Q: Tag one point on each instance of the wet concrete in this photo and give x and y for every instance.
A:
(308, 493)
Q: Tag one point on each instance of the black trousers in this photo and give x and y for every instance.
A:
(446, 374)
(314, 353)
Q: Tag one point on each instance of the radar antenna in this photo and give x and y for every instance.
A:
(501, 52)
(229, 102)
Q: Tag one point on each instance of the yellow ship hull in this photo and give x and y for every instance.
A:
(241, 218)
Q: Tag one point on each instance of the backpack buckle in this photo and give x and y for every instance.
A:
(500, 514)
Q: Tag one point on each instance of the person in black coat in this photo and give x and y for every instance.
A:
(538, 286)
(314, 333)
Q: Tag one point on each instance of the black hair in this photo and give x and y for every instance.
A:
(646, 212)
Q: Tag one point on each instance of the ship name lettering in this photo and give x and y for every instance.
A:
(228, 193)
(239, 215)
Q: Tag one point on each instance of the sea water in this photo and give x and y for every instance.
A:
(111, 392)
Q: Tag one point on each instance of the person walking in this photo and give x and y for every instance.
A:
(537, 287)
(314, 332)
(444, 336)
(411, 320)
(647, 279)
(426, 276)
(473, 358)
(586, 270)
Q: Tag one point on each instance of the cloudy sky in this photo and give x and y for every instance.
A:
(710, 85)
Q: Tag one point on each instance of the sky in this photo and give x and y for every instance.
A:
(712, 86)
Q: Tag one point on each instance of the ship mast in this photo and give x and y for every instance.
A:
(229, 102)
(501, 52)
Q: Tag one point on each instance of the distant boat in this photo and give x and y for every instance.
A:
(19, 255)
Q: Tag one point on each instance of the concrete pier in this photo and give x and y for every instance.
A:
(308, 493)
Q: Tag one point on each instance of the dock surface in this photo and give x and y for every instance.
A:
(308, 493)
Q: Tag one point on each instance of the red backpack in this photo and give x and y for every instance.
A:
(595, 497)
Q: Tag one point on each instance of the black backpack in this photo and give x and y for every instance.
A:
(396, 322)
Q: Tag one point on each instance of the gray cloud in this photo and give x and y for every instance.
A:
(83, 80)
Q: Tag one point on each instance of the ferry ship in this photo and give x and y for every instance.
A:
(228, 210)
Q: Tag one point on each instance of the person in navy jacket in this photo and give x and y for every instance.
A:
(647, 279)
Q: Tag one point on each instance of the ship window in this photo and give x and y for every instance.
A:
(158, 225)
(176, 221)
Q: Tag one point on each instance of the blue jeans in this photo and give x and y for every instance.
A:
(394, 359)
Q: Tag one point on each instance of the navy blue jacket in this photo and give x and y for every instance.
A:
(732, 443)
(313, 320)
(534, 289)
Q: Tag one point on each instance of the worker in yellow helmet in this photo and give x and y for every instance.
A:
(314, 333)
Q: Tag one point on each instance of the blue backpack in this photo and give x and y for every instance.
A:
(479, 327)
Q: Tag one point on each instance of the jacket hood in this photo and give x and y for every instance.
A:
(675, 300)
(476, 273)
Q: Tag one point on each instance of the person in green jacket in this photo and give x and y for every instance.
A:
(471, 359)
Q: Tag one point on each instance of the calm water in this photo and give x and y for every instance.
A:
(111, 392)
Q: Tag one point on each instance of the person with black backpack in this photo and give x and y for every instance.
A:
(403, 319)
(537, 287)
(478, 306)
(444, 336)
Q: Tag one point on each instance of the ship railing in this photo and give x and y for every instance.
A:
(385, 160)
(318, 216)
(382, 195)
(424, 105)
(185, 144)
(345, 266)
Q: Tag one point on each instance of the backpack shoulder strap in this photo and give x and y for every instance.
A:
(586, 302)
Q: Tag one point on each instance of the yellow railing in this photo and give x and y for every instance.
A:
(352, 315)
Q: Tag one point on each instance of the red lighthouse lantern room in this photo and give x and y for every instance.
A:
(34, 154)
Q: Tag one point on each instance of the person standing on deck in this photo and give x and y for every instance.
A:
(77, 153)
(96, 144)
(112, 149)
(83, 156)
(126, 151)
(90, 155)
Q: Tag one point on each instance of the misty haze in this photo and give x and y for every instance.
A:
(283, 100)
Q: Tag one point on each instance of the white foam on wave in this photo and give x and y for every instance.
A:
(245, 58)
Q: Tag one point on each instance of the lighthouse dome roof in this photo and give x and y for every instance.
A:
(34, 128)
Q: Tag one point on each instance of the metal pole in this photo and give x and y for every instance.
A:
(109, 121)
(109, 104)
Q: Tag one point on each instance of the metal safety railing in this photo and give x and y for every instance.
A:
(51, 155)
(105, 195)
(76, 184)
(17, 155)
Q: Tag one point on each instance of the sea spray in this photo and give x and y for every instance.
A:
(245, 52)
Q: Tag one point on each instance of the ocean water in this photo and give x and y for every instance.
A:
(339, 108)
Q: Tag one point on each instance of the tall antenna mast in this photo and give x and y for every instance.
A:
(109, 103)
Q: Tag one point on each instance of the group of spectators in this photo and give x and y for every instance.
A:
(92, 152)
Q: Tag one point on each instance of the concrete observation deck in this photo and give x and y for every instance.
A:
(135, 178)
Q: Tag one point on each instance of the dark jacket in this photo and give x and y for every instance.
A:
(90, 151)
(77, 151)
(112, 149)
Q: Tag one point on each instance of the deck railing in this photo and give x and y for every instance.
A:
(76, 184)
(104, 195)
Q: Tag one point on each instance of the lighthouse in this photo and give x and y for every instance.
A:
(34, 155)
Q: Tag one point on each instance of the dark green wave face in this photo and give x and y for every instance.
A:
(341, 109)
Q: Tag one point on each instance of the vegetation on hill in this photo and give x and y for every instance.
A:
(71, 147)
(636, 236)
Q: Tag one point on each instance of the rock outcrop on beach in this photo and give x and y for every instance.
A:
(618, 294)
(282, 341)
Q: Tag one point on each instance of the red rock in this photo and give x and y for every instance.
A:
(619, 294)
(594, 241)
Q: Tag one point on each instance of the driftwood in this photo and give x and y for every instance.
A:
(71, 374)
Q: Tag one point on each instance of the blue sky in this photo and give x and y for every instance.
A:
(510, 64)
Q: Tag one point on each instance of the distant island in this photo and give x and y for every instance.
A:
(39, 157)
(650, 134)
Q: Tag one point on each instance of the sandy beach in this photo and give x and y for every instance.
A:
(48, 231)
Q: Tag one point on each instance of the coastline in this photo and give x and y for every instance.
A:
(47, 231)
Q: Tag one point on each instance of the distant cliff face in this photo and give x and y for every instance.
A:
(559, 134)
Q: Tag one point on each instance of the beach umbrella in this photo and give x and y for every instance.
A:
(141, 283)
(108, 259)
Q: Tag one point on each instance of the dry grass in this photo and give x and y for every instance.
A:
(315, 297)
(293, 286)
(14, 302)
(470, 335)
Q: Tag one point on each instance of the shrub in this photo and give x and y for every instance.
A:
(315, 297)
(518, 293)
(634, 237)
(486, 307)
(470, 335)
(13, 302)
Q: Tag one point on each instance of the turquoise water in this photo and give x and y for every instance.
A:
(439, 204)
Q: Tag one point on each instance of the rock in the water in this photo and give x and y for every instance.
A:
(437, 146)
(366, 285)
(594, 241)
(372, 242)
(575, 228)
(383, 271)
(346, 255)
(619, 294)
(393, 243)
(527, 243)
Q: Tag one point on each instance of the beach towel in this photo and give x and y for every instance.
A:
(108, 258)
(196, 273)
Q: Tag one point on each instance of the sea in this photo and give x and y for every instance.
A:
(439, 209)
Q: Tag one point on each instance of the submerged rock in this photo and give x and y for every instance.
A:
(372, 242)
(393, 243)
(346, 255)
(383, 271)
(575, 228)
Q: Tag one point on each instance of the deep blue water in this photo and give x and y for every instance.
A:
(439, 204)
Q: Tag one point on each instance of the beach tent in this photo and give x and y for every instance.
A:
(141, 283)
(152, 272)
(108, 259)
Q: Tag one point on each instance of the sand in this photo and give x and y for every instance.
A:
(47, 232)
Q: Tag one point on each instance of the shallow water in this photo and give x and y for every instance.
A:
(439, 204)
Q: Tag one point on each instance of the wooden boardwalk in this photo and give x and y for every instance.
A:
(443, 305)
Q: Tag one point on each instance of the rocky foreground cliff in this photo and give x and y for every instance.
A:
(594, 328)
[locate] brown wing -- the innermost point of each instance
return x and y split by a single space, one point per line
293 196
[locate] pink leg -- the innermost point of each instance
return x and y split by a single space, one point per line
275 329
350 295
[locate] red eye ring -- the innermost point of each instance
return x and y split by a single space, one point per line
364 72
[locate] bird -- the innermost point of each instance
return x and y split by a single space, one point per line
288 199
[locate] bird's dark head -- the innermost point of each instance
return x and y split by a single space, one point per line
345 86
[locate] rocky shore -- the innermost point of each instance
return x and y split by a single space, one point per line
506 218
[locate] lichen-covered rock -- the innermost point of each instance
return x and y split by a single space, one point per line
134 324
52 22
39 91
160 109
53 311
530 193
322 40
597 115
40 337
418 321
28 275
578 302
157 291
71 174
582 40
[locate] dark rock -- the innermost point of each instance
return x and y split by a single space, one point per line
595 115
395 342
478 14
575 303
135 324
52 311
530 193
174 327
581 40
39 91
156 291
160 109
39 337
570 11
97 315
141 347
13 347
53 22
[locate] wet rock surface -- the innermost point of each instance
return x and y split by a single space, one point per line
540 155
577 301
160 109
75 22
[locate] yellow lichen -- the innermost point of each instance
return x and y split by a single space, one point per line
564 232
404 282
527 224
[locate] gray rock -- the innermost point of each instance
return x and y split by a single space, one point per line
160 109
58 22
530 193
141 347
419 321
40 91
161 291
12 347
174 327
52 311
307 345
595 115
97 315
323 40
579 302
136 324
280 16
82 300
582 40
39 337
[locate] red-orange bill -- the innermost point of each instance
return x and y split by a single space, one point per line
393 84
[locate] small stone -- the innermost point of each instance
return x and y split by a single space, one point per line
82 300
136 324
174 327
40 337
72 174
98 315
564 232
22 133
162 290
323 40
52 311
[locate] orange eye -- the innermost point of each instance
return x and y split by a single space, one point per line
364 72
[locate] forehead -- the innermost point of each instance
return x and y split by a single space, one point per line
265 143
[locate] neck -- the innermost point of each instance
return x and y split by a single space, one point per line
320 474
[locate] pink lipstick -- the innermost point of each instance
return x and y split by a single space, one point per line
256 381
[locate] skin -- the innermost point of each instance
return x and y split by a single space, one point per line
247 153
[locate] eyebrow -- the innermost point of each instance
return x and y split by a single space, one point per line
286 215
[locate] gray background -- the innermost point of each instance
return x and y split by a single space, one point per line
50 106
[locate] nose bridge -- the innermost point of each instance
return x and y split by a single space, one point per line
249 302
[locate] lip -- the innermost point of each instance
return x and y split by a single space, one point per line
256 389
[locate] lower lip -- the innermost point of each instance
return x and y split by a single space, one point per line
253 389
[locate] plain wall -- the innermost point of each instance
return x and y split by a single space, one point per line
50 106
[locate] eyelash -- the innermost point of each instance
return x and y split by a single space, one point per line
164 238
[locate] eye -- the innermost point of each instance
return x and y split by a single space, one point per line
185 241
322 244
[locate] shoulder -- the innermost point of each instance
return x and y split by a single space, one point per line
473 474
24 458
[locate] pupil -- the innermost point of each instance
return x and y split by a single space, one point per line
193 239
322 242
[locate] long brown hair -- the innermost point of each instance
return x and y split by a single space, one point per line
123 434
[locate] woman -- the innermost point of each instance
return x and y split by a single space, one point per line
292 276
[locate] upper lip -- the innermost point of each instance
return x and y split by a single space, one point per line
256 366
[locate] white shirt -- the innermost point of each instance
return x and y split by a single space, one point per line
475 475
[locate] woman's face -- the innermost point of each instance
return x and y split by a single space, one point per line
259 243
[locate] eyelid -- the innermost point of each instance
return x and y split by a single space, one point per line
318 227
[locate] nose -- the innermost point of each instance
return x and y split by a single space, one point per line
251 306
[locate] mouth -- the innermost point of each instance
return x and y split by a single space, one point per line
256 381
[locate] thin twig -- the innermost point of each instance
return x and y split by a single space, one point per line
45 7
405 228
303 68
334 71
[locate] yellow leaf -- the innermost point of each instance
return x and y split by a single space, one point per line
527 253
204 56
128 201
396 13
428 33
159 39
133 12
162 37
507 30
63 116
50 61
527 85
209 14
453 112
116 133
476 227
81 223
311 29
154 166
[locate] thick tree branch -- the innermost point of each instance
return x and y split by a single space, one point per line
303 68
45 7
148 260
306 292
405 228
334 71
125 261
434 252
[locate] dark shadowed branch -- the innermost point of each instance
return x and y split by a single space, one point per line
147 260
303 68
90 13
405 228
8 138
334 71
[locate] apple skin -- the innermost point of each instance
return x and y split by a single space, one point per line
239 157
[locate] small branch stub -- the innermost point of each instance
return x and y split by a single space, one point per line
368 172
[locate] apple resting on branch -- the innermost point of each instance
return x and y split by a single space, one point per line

§ §

Assignment
For the records above, state how many lines contain "mast". Add nothing to the number.

Response area
2